_WORK TO COMPLETE_.
Exactly and without additions, transcribe the line that contains "column 138, row 140" and every line after it in the data.

_DATA EXCERPTS_.
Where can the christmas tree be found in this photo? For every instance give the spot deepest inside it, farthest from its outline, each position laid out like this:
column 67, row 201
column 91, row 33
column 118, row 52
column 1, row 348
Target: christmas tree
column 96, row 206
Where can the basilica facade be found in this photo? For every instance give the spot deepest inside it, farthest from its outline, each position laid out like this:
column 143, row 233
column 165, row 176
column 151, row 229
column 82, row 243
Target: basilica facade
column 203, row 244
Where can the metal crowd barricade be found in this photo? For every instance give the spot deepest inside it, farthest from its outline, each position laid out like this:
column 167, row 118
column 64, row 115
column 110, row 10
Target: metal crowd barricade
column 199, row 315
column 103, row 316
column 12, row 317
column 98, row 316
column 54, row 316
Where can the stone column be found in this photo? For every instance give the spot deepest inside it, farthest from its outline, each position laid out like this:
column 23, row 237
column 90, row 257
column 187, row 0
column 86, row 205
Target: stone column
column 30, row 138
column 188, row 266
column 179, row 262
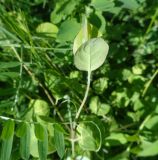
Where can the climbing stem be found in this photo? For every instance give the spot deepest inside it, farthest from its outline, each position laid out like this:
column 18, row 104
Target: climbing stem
column 85, row 96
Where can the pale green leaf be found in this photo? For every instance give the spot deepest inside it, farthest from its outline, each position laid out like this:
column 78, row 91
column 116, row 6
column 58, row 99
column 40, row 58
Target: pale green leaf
column 102, row 5
column 132, row 4
column 48, row 29
column 39, row 131
column 91, row 55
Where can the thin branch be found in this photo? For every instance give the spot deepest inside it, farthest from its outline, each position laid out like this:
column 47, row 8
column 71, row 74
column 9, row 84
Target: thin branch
column 85, row 96
column 41, row 85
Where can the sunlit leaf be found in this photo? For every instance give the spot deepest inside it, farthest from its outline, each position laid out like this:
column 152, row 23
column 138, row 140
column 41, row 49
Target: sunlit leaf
column 48, row 29
column 89, row 136
column 91, row 55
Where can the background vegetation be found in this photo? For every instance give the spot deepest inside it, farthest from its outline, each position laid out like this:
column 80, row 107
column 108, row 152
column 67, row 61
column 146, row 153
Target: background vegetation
column 40, row 88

_EXPECTED OUTPUT_.
column 138, row 140
column 41, row 49
Target: sunlit leaf
column 48, row 29
column 89, row 136
column 91, row 55
Where can the background vegetation be found in this photo? For every instance give the spot deepest inside it, farthest from its outline, each position laid out like this:
column 80, row 107
column 108, row 152
column 67, row 61
column 146, row 153
Target: background vegetation
column 40, row 88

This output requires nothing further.